- [Problem to work on]
Below is a block of records; reproduce all of them exactly and leave out any pictures.
*** Information provided ***
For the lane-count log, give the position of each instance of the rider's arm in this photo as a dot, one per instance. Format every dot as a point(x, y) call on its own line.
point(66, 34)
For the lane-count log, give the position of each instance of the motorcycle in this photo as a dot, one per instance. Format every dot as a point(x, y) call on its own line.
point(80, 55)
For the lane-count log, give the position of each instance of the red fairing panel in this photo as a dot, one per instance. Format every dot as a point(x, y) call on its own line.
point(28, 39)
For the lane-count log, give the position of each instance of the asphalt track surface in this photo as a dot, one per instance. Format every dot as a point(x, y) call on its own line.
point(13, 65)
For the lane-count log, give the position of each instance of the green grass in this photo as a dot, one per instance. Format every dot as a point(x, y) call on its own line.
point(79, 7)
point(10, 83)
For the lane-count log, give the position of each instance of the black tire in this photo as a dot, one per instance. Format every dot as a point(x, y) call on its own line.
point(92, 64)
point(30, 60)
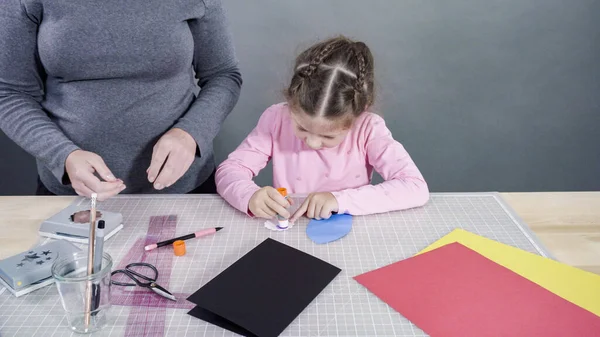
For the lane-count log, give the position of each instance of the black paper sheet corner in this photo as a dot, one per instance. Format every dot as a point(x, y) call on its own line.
point(264, 291)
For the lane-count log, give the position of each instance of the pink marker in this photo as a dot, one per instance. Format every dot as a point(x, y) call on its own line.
point(185, 237)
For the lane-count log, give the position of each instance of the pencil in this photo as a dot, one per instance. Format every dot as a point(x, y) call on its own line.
point(90, 269)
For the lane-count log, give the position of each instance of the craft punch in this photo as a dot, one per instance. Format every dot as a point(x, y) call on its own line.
point(31, 270)
point(72, 224)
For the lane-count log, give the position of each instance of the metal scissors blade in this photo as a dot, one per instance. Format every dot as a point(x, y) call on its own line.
point(162, 291)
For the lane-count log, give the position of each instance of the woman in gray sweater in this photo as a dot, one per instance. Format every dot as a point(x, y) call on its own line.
point(102, 93)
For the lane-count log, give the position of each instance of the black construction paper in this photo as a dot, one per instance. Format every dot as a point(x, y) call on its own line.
point(264, 291)
point(219, 321)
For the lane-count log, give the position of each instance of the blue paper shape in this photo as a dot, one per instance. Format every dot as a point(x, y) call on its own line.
point(328, 230)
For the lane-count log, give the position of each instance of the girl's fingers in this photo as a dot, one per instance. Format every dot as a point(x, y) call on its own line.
point(318, 208)
point(300, 211)
point(277, 208)
point(310, 212)
point(325, 213)
point(277, 197)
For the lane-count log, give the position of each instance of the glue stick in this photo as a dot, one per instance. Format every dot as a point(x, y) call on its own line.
point(283, 222)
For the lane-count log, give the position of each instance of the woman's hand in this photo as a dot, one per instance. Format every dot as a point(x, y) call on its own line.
point(317, 206)
point(175, 150)
point(267, 202)
point(82, 167)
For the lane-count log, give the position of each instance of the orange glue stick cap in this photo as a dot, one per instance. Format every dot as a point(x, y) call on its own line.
point(282, 191)
point(179, 247)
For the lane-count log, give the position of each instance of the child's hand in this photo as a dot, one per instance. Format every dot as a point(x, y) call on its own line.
point(267, 202)
point(317, 206)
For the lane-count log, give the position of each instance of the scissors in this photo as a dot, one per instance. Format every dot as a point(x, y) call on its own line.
point(135, 276)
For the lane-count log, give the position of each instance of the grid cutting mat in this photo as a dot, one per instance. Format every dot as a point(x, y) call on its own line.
point(344, 308)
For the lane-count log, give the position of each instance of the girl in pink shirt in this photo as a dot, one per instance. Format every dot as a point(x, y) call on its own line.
point(325, 143)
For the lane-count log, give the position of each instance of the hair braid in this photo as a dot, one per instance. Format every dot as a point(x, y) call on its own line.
point(316, 61)
point(362, 69)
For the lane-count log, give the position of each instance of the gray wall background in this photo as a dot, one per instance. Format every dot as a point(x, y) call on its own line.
point(485, 95)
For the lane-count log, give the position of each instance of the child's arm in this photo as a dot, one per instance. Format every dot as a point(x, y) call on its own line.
point(234, 176)
point(404, 186)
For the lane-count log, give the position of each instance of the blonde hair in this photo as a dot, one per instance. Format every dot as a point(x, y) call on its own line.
point(332, 79)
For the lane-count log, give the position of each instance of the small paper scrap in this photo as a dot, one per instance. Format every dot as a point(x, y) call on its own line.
point(273, 226)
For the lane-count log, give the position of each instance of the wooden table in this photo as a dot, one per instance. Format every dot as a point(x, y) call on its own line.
point(568, 223)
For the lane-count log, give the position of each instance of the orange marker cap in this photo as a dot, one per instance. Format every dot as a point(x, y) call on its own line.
point(179, 247)
point(282, 191)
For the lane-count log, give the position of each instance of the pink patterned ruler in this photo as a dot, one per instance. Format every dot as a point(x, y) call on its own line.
point(148, 313)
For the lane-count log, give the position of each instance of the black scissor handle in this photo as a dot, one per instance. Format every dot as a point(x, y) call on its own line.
point(132, 275)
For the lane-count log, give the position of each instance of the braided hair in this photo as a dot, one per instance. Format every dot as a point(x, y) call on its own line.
point(332, 79)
*** End of Information provided ***
- [Exercise answer]
For the lane-count log, give the position of each instance of the rider's arm in this photo as a dot, one per instance. Format every dot as a point(x, y) call on its own line.
point(66, 34)
For the lane-count log, give the position of each instance of the motorcycle in this photo as a dot, one per instance. Format every dot as a point(x, y) call on its own line.
point(80, 55)
For the lane-count log, give the position of each instance of the red fairing panel in this photo as a dot, one per instance. Format every dot as a point(x, y) call on its own line.
point(28, 39)
For the lane-count log, give the position of each instance of the asphalt track surface in this photo as a dot, one per instance. Format every dot as a point(x, y) call on its own line.
point(13, 65)
For the lane-count log, give the position of each instance of the green grass in this photo as a dot, one per instance. Format every dot as a point(x, y) call on its own line.
point(79, 7)
point(10, 83)
For the lane-count log, give the position of each instance of the black tire in this photo as a dot, one per instance. Format every dot as a point(x, y) call on its own line.
point(92, 64)
point(30, 60)
For the lane-count log, give the position of each instance of the black paper sheet corner in this photo as a dot, one per instance. Format every dot as a point(x, y) call on its own line.
point(264, 291)
For the lane-count log, give the position of each instance of the pink marker in this photo as a dot, one per instance. Format every dot as a point(x, y) call on its own line.
point(185, 237)
For the lane-count log, give the position of each instance of the pencil in this photo as a dot, one per instance. Format every dot as a point(x, y) call on its own line.
point(90, 269)
For the lane-count log, give the position of each instance of the craft punch in this photo as a dot, one per instance. Format every dot as a point(x, y) call on its own line.
point(31, 270)
point(72, 224)
For the lane-count log, give the position of each instance of the metal scissors blade in this photo as a dot, one per instance. Format every dot as a point(x, y) call on its own line.
point(162, 291)
For the lane-count log, give the position of each instance of the woman in gray sweater in this photo as a dot, one per instance. Format every dot as a point(x, y) call on its own line.
point(102, 93)
For the lane-count log, give the position of each instance of the black construction paper in this photo as a dot, one per instance. Format every dot as a point(x, y) call on its own line.
point(264, 291)
point(219, 321)
For the lane-count log, give the position of each instance of the blue paper shape in this photo as a dot, one per instance. Format every dot as a point(x, y) call on its own line.
point(328, 230)
For the lane-count log, give the position of each instance of the girl's fingers in this photo as a dot, one per instance. Format every dot as a point(x, y) call on its own line.
point(318, 208)
point(300, 211)
point(277, 208)
point(310, 212)
point(325, 213)
point(277, 197)
For the lane-count log, give the position of each instance of the glue stick in this photo as a dot, one per instance. Format every dot as a point(x, y) call on its own line.
point(283, 222)
For the lane-count log, give the position of each instance of the woman's hand in this photo as a dot, one per instance. Format every dot as a point(x, y) call on its own line.
point(317, 206)
point(175, 150)
point(267, 202)
point(82, 167)
For the lane-count log, give the position of each instance of the orange glue stick cap in this photo as a dot, one per instance. Format every dot as a point(x, y) call on its own line.
point(282, 191)
point(179, 247)
For the lane-count log, give the position of each instance of the child's hand in this photo as a dot, one per instance. Format every dot as a point(x, y) call on its own line.
point(267, 202)
point(317, 206)
For the lane-count log, give the position of each instance of the scissors in this photo as a dot, one per instance. Format every dot as a point(x, y) call on its own line.
point(135, 276)
For the lane-count log, give the position of each instance of the grid cutting mat in this photo as a dot, one per instance. Format every dot as a point(x, y) call on its own line.
point(344, 308)
For the lane-count log, give the position of each instance of the girl in pink shirt in this photo as a dot, one per instance. Format every dot as a point(x, y) call on its own line.
point(325, 143)
For the lane-count log, give the position of each instance of the hair braid in this photo as a dot, one per instance. Format every dot as a point(x, y) call on its own line.
point(316, 61)
point(362, 69)
For the lane-count log, give the position of each instance of the gray wall background in this photo as a dot, one per instance. Format every dot as a point(x, y) call on its own line.
point(485, 95)
For the lane-count log, give the position of each instance of the child's arm in this photo as a dot, one per instance. Format every dot as a point(x, y) call on its own line.
point(234, 176)
point(404, 186)
For the lane-count log, give the position of each instance of the blonde hair in this photo as a dot, one per instance. Format every dot as a point(x, y) call on its own line.
point(332, 79)
For the lane-count log, give the position of each instance of the small paper scrap in this photo as a dot, one per instance. Format every dot as a point(x, y) call on its own line.
point(273, 226)
For the lane-count log, give the position of each instance of the wooden table in this photo as a dot, one per instance. Format every dot as a point(x, y) call on its own line.
point(568, 223)
For the lane-count log, give the position of each instance of the orange marker cap in this photo as a dot, one per instance. Format every dot as a point(x, y) call on its own line.
point(179, 247)
point(282, 191)
For the lane-count log, give the position of each instance of the pink patterned ruler in this photo as a dot, one per instance. Format every dot as a point(x, y) call on its own line.
point(148, 313)
For the lane-count log, give the position of each instance of the black scissor handle in this photo as a dot, one per instance. Format every dot as a point(x, y) call on its own line.
point(132, 275)
For the lane-count log, give the position of each instance of the braided hair in this photo as a dot, one per instance. Format every dot as a point(x, y) call on its own line.
point(332, 79)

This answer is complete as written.